Start of Provided records
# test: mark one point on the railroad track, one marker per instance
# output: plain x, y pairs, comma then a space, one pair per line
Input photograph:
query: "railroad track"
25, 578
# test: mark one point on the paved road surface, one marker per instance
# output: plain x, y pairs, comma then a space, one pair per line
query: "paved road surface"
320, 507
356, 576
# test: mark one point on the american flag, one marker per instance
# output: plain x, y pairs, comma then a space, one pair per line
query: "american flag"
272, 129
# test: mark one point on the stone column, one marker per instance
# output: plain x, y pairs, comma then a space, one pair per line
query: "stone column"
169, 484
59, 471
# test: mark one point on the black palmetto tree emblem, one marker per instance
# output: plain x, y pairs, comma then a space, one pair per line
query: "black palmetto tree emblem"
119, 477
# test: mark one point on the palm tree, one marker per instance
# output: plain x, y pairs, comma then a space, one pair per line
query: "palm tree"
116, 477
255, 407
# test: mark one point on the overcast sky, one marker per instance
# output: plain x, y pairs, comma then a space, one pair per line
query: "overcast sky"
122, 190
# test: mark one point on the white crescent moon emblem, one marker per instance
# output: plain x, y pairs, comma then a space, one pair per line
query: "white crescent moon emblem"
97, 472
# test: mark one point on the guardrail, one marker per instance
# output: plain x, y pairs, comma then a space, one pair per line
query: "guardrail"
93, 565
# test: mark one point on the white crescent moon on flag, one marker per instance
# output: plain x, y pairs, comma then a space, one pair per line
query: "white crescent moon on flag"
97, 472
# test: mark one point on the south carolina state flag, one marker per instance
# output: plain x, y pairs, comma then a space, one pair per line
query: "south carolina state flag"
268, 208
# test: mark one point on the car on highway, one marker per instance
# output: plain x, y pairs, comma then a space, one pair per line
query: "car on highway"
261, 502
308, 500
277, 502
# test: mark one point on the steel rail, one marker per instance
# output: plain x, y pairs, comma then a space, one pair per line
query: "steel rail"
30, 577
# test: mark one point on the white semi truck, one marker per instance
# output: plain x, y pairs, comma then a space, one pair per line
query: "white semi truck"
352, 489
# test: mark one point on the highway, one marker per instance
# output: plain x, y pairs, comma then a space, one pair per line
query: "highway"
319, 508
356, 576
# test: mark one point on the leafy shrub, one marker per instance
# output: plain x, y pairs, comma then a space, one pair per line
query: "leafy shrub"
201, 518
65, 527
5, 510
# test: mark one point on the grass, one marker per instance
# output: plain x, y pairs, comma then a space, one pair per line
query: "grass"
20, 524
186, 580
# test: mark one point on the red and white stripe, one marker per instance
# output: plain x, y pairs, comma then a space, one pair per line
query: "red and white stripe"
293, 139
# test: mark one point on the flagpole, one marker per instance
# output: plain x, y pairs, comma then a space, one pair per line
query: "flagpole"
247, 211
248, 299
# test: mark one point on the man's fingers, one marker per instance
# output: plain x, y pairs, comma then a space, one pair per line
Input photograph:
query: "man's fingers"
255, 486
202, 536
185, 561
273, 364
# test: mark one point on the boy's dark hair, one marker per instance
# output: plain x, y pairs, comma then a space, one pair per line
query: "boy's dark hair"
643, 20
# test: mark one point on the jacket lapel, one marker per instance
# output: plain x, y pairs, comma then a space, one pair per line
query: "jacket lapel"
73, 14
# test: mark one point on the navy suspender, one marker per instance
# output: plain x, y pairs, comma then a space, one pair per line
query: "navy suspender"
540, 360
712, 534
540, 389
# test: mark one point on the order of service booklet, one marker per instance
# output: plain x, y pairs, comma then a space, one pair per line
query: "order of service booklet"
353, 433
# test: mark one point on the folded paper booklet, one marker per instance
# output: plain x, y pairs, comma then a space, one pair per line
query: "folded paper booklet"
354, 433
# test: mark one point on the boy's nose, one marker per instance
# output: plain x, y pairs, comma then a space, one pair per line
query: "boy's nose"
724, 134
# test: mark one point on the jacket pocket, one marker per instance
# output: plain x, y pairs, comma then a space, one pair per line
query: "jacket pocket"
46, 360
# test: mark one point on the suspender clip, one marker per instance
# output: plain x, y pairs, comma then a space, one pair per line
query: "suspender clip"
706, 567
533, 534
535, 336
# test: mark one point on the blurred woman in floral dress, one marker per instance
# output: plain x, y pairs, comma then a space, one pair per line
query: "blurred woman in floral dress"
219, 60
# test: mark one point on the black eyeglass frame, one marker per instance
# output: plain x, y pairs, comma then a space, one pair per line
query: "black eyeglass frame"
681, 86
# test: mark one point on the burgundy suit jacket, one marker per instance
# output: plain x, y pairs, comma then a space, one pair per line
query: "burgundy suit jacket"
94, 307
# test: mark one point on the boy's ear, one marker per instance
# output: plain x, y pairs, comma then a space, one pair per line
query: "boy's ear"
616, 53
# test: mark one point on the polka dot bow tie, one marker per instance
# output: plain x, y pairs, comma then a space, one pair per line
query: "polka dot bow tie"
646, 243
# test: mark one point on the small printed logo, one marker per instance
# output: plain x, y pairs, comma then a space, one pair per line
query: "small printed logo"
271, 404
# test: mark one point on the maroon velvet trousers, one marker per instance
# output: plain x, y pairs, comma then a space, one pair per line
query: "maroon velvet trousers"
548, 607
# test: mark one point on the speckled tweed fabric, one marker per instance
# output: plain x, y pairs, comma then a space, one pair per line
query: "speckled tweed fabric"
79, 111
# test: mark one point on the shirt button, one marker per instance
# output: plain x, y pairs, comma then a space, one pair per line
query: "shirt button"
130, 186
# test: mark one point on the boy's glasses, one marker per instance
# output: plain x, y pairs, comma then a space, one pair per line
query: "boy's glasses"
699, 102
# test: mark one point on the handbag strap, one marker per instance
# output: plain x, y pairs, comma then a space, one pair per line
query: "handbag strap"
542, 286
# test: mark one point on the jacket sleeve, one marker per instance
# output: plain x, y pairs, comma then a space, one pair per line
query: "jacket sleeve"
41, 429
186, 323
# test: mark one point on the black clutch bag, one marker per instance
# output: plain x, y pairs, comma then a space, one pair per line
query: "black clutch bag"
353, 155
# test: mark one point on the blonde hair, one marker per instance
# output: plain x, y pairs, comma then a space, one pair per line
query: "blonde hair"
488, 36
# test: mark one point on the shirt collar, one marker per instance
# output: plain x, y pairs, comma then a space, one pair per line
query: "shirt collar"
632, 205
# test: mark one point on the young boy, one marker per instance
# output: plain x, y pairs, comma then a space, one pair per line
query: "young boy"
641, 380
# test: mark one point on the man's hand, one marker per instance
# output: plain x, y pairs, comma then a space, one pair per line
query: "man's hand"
End of Provided records
Could you reproduce every line of the listing exactly?

# test: mark one point on the railroad track, one marker per instance
# output: plain x, y pairs, comma then a space, one pair per line
Input photograph:
query: "railroad track"
25, 578
# test: mark one point on the paved road surface, one marker per instance
# output: plain x, y pairs, comma then a space, one pair per line
query: "paved road surface"
320, 507
356, 576
# test: mark one point on the american flag, one marker per instance
# output: plain x, y pairs, comma then a space, one pair per line
query: "american flag"
272, 129
# test: mark one point on the stone column, one marker per instance
# output: plain x, y pairs, comma then a space, one pair per line
query: "stone column"
169, 484
59, 471
# test: mark one point on the black palmetto tree emblem, one marker per instance
# output: plain x, y pairs, comma then a space, one pair per line
query: "black palmetto tree emblem"
119, 477
# test: mark one point on the palm tree, one marker per instance
# output: plain x, y pairs, comma then a space, one pair per line
query: "palm tree"
116, 477
255, 407
# test: mark one point on the overcast sky, one marker per instance
# output: plain x, y pairs, comma then a space, one pair per line
query: "overcast sky"
122, 190
# test: mark one point on the white crescent moon emblem, one marker per instance
# output: plain x, y pairs, comma then a space, one pair per line
query: "white crescent moon emblem"
97, 472
# test: mark one point on the guardrail, one marker per instance
# output: plain x, y pairs, comma then a space, one pair per line
query: "guardrail"
93, 565
# test: mark one point on the white crescent moon on flag, one marker per instance
# output: plain x, y pairs, comma then a space, one pair per line
query: "white crescent moon on flag"
97, 472
# test: mark one point on the south carolina state flag, one marker per instance
# output: plain x, y pairs, comma then a space, one pair per line
query: "south carolina state flag"
268, 208
# test: mark one point on the car on highway, one marker per instance
# output: plain x, y pairs, comma then a space, one pair per line
query: "car on highway"
261, 502
308, 500
277, 502
# test: mark one point on the steel rail, one marker per instance
# output: plain x, y pairs, comma then a space, one pair per line
query: "steel rail"
30, 577
# test: mark one point on the white semi truck, one marker per instance
# output: plain x, y pairs, comma then a space, one pair per line
query: "white semi truck"
352, 489
# test: mark one point on the highway, one marker per instance
# output: plain x, y pairs, comma then a space, one pair per line
query: "highway"
319, 508
356, 576
# test: mark one point on the leafy shrub, one marker per instance
# output: plain x, y pairs, comma then a space, one pair per line
query: "leafy shrub"
201, 518
65, 527
5, 510
# test: mark one point on the grass, one marker per instance
# output: plain x, y pairs, comma then a space, one pair per line
query: "grass"
20, 524
186, 580
# test: mark one point on the red and white stripe, one marker per instance
# output: plain x, y pairs, comma then a space, one pair per line
query: "red and white stripe"
293, 139
# test: mark one point on the flagpole, one marker per instance
# output: plain x, y pairs, comma then a space, one pair per line
query: "flagpole"
247, 211
248, 299
# test: mark one point on the man's fingers, one marker per instance
# output: plain x, y pairs, comma then a space, one pair per line
Input photograph:
query: "man's fingers"
255, 486
202, 536
185, 561
273, 364
# test: mark one point on the boy's dark hair, one marker per instance
# output: plain x, y pairs, comma then a space, one pair per line
query: "boy's dark hair"
643, 20
# test: mark one point on the jacket lapel, one marker per instance
# output: plain x, y pairs, comma then a space, one pair per line
query: "jacket lapel"
73, 14
# test: mark one point on the navy suspender, one marker per instance
# output: plain x, y pairs, comma then a space, one pair per line
query: "navy suspender"
540, 360
712, 534
540, 389
# test: mark one point on the order of service booklet, one marker per instance
# output: plain x, y pairs, comma then a space, one pair per line
query: "order of service booklet"
353, 433
# test: mark one point on the folded paper booklet, one marker per instance
# output: plain x, y pairs, comma then a space, one pair per line
query: "folded paper booklet"
354, 433
# test: mark one point on the boy's nose, one marker per instance
# output: plain x, y pairs, comma then a space, one pair per line
query: "boy's nose"
724, 134
# test: mark one point on the jacket pocket, one marker per instance
# output: plain x, y pairs, comma then a space, one pair per line
query: "jacket pocket"
46, 360
# test: mark one point on the suspender clip, one marker per instance
# output: plain x, y pairs, comma then a space, one pair per line
query: "suspender clip"
706, 567
533, 534
535, 336
# test: mark one point on the blurred woman in floral dress, one marker per instance
# output: plain x, y pairs, comma then a space, one pair per line
query: "blurred woman in floral dress"
219, 60
# test: mark one point on the black eyeglass frame, one marker per instance
# output: plain x, y pairs, comma then a space, one pair per line
query: "black eyeglass frame"
681, 86
# test: mark one point on the burgundy suit jacket, one marker per instance
# output: plain x, y pairs, comma then a space, one pair per line
query: "burgundy suit jacket"
94, 307
# test: mark one point on the boy's ear, one marker per instance
# output: plain x, y pairs, comma then a space, one pair per line
query: "boy's ear"
616, 53
# test: mark one point on the polka dot bow tie, one marker per instance
# output: plain x, y pairs, comma then a space, one pair per line
query: "polka dot bow tie"
646, 243
# test: mark one point on the small printed logo, one marker per instance
# output: plain x, y pairs, comma then a space, one pair per line
query: "small printed logo"
271, 404
# test: mark one point on the maroon velvet trousers, one marker per instance
# output: plain x, y pairs, comma then a space, one pair per line
query: "maroon velvet trousers"
548, 607
# test: mark one point on the speckled tweed fabric, one marker per instance
# output: plain x, y pairs, comma then a space, one pair per line
query: "speckled tweed fabric"
79, 111
# test: mark one point on the shirt button, one marker per instance
# output: plain x, y pairs, comma then a space, one pair per line
query: "shirt button"
130, 186
# test: mark one point on the boy's glasses, one marker per instance
# output: plain x, y pairs, comma then a space, one pair per line
query: "boy's glasses"
699, 102
# test: mark one point on the handbag strap, one marker per instance
# output: plain x, y pairs, comma then a space, one pair per line
query: "handbag strap"
542, 286
# test: mark one point on the jacket sleeve, one marker per instance
# output: plain x, y pairs, comma then a space, one pair per line
query: "jacket sleeve"
41, 429
186, 323
# test: mark one point on the black clutch bag, one marker per instance
# output: plain x, y pairs, comma then a space, one pair per line
query: "black clutch bag"
353, 155
# test: mark one point on the blonde hair, one marker per instance
# output: plain x, y pairs, comma then a space, one pair per line
query: "blonde hair"
488, 36
# test: mark one point on the shirt collar, one marker per instance
# output: plain x, y pairs, comma then a space, one pair per line
query: "shirt collar"
632, 205
# test: mark one point on the young boy, one marker per instance
# output: plain x, y pairs, comma then a space, one pair per line
query: "young boy"
641, 380
# test: mark one point on the man's hand, one marker per instance
# output: plain x, y pairs, comma then a space, one pair per line
query: "man's hand"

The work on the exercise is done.